### GOAL OF THE EXERCISE:
Reproduce the records below in their entirety, character for character.

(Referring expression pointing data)
□ □ □

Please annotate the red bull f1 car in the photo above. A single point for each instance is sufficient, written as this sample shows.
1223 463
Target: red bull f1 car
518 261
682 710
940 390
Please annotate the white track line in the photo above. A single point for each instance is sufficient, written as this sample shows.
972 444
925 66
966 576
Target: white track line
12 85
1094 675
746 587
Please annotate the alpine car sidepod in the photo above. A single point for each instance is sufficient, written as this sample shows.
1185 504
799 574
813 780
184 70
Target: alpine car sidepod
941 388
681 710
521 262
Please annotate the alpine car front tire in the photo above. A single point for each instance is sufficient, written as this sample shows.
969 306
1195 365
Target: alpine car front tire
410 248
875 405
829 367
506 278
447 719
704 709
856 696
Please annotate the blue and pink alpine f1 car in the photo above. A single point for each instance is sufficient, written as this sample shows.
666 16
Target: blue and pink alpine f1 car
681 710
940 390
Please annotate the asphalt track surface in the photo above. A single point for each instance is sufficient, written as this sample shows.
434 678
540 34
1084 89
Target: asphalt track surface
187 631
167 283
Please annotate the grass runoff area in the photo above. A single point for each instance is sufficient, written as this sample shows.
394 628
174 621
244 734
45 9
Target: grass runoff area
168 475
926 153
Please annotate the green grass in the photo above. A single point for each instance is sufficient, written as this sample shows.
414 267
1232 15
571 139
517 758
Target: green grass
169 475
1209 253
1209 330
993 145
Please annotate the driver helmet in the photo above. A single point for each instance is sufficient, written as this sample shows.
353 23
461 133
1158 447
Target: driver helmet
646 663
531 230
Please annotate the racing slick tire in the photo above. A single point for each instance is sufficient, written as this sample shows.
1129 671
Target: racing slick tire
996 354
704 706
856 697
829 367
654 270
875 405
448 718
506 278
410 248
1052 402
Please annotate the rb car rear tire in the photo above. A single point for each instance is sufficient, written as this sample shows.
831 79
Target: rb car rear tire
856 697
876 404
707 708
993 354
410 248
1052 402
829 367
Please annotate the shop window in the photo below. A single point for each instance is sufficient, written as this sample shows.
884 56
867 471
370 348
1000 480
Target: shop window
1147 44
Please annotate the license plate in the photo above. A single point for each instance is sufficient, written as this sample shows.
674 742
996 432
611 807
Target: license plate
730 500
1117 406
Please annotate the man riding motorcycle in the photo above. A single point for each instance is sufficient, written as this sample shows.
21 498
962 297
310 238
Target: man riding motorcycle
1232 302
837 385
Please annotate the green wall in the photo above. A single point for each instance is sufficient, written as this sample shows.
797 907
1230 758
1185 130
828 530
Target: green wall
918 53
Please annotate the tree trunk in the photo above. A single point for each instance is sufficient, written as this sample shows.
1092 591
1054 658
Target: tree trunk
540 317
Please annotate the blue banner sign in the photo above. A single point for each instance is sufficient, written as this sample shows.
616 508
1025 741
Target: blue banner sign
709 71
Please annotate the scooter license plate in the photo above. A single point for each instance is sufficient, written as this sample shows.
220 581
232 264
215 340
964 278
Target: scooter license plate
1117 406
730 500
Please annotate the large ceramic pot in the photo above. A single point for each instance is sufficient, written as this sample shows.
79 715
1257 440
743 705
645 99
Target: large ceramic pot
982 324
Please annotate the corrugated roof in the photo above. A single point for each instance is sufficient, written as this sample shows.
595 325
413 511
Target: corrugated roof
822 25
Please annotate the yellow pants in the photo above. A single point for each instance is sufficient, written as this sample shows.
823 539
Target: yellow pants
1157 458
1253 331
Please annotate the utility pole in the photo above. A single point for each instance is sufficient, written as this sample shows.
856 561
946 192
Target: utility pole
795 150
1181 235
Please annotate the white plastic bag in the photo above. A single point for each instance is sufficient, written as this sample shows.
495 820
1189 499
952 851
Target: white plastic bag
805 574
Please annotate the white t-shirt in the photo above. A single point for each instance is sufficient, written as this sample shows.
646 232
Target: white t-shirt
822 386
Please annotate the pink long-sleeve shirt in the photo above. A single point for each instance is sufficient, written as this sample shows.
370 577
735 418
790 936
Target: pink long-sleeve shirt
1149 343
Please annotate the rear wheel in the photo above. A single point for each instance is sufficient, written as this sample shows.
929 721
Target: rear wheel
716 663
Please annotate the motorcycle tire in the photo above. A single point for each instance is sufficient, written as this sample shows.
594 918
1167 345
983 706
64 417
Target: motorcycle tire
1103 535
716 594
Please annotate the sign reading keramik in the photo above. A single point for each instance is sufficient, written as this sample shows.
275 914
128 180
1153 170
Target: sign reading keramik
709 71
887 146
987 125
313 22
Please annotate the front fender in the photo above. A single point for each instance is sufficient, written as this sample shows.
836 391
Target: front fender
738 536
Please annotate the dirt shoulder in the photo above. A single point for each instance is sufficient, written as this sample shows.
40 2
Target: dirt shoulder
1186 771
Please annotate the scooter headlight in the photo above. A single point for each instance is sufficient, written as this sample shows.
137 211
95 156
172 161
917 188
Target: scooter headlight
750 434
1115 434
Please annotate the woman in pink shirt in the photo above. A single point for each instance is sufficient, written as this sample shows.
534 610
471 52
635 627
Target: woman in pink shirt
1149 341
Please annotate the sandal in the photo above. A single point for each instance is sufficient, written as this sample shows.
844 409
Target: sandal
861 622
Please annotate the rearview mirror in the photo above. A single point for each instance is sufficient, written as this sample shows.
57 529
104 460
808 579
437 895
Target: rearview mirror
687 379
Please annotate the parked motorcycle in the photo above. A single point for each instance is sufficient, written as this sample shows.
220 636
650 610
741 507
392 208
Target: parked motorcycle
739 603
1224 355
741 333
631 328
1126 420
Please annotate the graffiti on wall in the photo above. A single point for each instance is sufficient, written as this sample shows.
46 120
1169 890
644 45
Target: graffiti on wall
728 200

□ □ □

### EXERCISE RESULT:
Please annotate the red bull f1 car in the photo above. A single point for each instance is sufficient, written as this sample shows.
1223 463
Target: red bull f1 car
518 261
682 710
940 390
Please annotate the white track line in the photo above. A single point for each instance is sufficient, written as this sample shows.
972 444
925 66
966 576
Target: white track line
12 85
1094 675
746 587
Please annotate the alpine car sidepod in the photo above. A single point for each instance is sufficient, written as this sample shows.
1185 504
799 574
813 780
184 70
Target: alpine car sidepod
941 388
681 710
521 262
Please annotate the alpine car front tire in the photo above. A single point for each instance is sufficient, written as this sample shows.
969 306
1195 365
Target: alpine car front tire
410 248
875 405
829 367
506 278
447 719
704 709
856 696
Please annotate the blue and pink alpine f1 car in the photo above. A single point for each instance is sufficient, written as this sample shows.
666 16
Target: blue and pink alpine f1 car
681 710
940 390
Please annotate the asphalt track surface in the photo above. A single point for each instance is sufficient, written as this sample shows.
434 678
540 34
1084 89
Target: asphalt track surface
187 631
167 283
Please annotate the grass runoff area in the photo above. A single point for each instance is sufficient, written as this sample shows.
394 628
174 621
244 734
45 9
Target: grass runoff area
168 475
926 153
Please annotate the green grass in the photo above. A single point for each instance is sufficient, written as this sample shows.
414 267
1232 15
571 139
517 758
Target: green grass
169 475
1209 253
1209 330
993 145
Please annotate the driver helmet in the photo above. A single point for each instance is sufficient, written as this sample shows.
353 23
461 133
1158 447
Target: driver helmet
646 663
531 230
Please annotate the racing slick tire in the photo above. A single point for each instance is sufficient, written as this sample shows.
1129 671
Target: racing slick tire
996 354
704 706
856 697
829 367
654 270
875 405
448 718
506 278
410 248
1052 402
Please annotate the rb car rear tire in the photo above. A single point for each instance is sufficient, written as this sample shows.
831 79
Target: rb car rear tire
856 697
876 404
707 708
993 354
410 248
1052 402
829 367
Please annotate the shop window in the photo below. A single point for each instance is sufficient, written as this sample shows.
884 56
867 471
370 348
1000 480
Target: shop window
1147 44
Please annotate the license plate in the photo above. A single point for each instance is sufficient, written as this sample shows.
674 742
996 432
611 807
Target: license plate
730 500
1117 406
Please annotate the man riding motorcycle in the photo above. A single point for each instance is sufficient, written as this sample shows.
21 498
962 297
310 238
Target: man riding motorcycle
1232 302
837 385
Please annotate the green wall in the photo above. A single point for each instance is sufficient, written as this sample shows.
797 907
1230 758
1185 130
828 530
Target: green wall
918 53
Please annotate the tree trunk in the photo above. A single point for each instance is sufficient, written as this sample shows.
1092 591
1054 658
Target: tree trunk
540 317
Please annotate the blue banner sign in the photo above. A single point for each instance is sufficient, written as this sample shows.
616 508
1025 741
Target: blue banner sign
709 71
Please annotate the scooter license plate in the photo above. A single point for each instance is sufficient, written as this sample shows.
220 581
232 264
215 340
964 278
Target: scooter license plate
1117 406
730 500
Please annotate the large ceramic pot in the photo above. A single point for each instance is sufficient, written as this sample shows.
79 715
1257 440
743 705
645 99
Target: large ceramic pot
982 324
Please annotate the corrugated roof in the photo above. A single point for each instance is sufficient, written as this sample shows.
595 325
413 511
Target: corrugated roof
822 25
Please annotate the yellow pants in the photo above. A single point for each instance is sufficient, written as this sample shows.
823 539
Target: yellow pants
1157 458
1253 331
Please annotate the utility pole in the photo above. A single point for each instance is sufficient, written as this sample shows.
856 561
946 192
Target: utility pole
795 150
1181 235
Please annotate the white plastic bag in the photo above. A single point for each instance is sufficient, written as this sample shows.
495 820
1189 499
952 851
Target: white plastic bag
805 574
Please annotate the white t-shirt in the photo above. A single point for each instance is sufficient, written as this sample shows.
646 232
Target: white t-shirt
822 386
Please annotate the pink long-sleeve shirt in the photo above. A single point for each instance is sufficient, written as this sample shows.
370 577
735 418
790 936
Target: pink long-sleeve shirt
1149 343
Please annotate the rear wheel in the photo above. A single point for each instance is sufficient, written as this sample shows.
929 721
Target: rear wheel
716 663
Please annotate the motorcycle tire in the photo above. A single point for each instance is sufficient, written as this sample shows.
594 918
1167 345
983 706
64 417
Target: motorcycle tire
1103 535
716 594
Please annotate the sign reading keramik in the photo above. A single point for each instance is sufficient, written as this sample shows.
275 914
128 180
1153 170
Target: sign reading keramik
709 71
887 146
987 125
313 22
Please annotate the front fender in the photo above. A single point for each instance is sufficient, written as this sample shows.
836 391
Target: front fender
738 536
Please annotate the dirt shoulder in the photo above. A single point for each instance is sufficient, written as this sample shows.
40 2
Target: dirt shoulder
1186 771
Please annotate the scooter headlight in the photo above. A single point for each instance is sufficient, written as this sample shows.
137 211
95 156
172 161
917 188
Target: scooter headlight
750 434
1115 434
Please annotate the woman in pink shirt in the photo above. A single point for each instance is sufficient, written as this sample shows.
534 610
471 52
635 627
Target: woman in pink shirt
1149 341
Please annotate the sandal in the photo above. A single point for each instance is sufficient, written as this sample shows.
844 409
Target: sandal
861 622
Please annotate the rearview mirror in the photo above. A single point for each instance is sufficient, written as this sample shows.
57 529
104 460
808 579
437 895
Target: rearview mirror
687 379
Please annotate the parked motorcycle in the photo above. A single point for each instance is sufficient, written as this sample shows.
220 636
650 610
741 507
392 208
Target: parked motorcycle
739 603
1224 355
741 333
631 328
1126 420
Please annotate the graffiti on wall in the photo above. A single point for each instance is sufficient, written as this sample shows.
46 120
1169 890
644 45
Target: graffiti on wall
728 200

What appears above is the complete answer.